■ **Stated problem 1**
According to the article on quantum computing and encryption, what group does Kevin Curran head at the University of Ulster?
■ **Stated problem 2**
Extend the article on quantum computing and encryption, picking up right after its last sentence.

■ **Document**
Whether quantum computing is 10 years away or is already here, it promises to make current encryption methods obsolete, so enterprises need to start laying the groundwork for new encryption methods. A quantum computer uses qubits instead of bits.

A bit can be a zero or a one, but a qubit can be both simultaneously, which is weird and hard to program, but once folks get it working, it has the potential to be significantly more powerful than any of today's computers. And it will make many of today's public key algorithms obsolete, said Kevin Curran, IEEE senior member and a professor at the University of Ulster, where he heads up the Ambient Intelligence Research Group. That includes today's most popular algorithms, he said.

For example, one common encryption method is based on the fact that it is extremely difficult to find the factors of very large numbers. "All of these problems can be solved on a powerful quantum computer," he said. He added that the problems are mostly like with public key systems, where the information is encoded and decoded by different people.
Symmetric algorithms, commonly used to encrypt local files and databases, don't have the same weaknesses and will survive a bit longer.

And increasing the length of the encryption keys will make those algorithms more secure. For public key encryption, such as that used for online communications and financial transactions, possible post-quantum alternatives include lattice-based, hash-based, and multivariate cryptographic algorithms as well as those that update today's Diffie-Hellman algorithm with supersingular elliptic curves. Google is already experimenting with some of these, Curran said. "Google is working with the Lattice-based public-key New Hope algorithm," he said. "They are deploying it in Chrome where a small fraction of connections between desktop Chrome and Google's servers will use a post-quantum key-exchange algorithm.

■ **Dataset**
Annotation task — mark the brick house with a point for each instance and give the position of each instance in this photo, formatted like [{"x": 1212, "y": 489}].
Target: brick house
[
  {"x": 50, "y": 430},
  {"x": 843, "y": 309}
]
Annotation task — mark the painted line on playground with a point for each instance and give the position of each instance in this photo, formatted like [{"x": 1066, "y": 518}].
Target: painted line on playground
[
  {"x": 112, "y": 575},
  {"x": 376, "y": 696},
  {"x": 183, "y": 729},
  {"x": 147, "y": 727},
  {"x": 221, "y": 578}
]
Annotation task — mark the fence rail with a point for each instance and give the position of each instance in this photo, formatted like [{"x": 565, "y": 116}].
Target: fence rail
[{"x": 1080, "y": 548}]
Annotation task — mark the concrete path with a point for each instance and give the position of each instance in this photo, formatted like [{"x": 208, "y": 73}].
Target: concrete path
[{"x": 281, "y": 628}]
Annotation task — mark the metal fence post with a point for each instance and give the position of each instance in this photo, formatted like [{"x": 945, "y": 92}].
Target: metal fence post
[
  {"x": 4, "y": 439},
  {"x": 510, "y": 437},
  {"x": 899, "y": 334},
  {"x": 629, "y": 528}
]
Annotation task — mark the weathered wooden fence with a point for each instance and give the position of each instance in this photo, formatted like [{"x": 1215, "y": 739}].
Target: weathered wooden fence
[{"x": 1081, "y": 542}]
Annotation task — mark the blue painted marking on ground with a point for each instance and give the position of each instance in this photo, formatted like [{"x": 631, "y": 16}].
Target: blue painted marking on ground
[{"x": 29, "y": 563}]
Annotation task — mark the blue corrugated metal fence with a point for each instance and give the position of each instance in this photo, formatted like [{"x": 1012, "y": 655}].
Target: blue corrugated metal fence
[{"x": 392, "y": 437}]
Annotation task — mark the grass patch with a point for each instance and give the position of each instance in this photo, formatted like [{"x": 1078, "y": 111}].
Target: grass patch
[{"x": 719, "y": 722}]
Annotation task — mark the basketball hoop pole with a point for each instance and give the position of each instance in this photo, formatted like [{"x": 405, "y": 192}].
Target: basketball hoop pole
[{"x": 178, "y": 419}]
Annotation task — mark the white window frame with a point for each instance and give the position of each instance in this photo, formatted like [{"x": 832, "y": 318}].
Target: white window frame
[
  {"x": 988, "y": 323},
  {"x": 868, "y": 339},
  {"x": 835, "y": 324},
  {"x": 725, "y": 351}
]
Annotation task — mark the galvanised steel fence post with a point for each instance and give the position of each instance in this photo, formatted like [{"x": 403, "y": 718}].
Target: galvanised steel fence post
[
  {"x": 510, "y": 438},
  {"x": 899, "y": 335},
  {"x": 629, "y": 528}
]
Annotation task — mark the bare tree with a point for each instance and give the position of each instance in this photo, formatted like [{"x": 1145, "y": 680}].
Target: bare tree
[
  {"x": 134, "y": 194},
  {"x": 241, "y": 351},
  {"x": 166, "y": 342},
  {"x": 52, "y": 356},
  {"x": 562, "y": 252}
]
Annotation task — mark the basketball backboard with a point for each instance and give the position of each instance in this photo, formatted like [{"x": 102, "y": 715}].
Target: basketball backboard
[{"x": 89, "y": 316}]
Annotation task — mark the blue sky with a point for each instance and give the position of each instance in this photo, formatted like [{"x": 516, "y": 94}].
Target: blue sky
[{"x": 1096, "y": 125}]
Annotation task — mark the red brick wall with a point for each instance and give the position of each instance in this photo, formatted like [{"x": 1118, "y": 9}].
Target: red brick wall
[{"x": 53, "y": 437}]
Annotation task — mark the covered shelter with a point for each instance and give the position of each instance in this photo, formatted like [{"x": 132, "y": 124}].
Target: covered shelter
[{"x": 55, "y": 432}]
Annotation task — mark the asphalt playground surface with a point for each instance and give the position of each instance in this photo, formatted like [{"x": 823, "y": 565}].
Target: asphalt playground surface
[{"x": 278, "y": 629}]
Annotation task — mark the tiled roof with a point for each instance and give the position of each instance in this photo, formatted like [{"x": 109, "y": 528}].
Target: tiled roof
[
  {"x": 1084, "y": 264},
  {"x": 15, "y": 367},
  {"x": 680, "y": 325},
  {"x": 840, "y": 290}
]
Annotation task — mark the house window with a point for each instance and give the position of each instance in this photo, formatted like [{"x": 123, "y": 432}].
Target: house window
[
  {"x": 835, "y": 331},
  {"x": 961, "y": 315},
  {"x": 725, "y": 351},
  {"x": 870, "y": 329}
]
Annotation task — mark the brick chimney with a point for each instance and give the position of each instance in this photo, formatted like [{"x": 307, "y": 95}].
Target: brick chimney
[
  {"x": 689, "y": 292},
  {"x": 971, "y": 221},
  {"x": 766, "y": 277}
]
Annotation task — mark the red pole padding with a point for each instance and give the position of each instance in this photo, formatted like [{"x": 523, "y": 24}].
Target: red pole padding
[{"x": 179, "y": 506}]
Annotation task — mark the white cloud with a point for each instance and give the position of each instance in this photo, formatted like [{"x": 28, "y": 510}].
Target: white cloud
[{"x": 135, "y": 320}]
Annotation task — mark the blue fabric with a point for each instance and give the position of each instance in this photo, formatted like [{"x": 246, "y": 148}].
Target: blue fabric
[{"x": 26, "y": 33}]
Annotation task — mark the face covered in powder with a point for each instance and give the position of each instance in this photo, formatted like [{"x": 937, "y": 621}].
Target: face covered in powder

■ **Reply 1**
The Ambient Intelligence Research Group.

■ **Reply 2**
By adding a post-quantum algorithm on top of the existing one, they are able to experiment without affecting user security." Flexibility is key Some future-proof encryption algorithms have already been developed and are now being tested, but enterprises need to start checking now whether their systems, both those that they have developed themselves and those provided by vendors, are flexible enough to allow old, obsolete algorithms to be early replaced by new ones. Fortunately, according to Curran, there are already algorithms out there that seem to be workable replacements and that can run on existing computers. One company that is paying very close attention to this is Echoworx, which provides on-premises and cloud-based enterprise encryption software. Quantum computing will break all of today's commonly used encryption algorithms, said Sam Elsharif, vice president of software development at Echoworx.

Encryption that today's most sophisticated computer can break only after thousands of years of work will be beaten by a quantum computer in minutes. "This is obviously very troubling, since it's the core of our business," he said. "Echoworx will be in trouble -- but so will all of today's infrastructure." Since longer keys won't work for public key encryption and companies will need to replace their algorithms, the encryption technology needs to be modular. "It's called cryptographic agility," he said. "It means that you don't hard-wire encryption algorithms into your software, but make them more like pluggable modules.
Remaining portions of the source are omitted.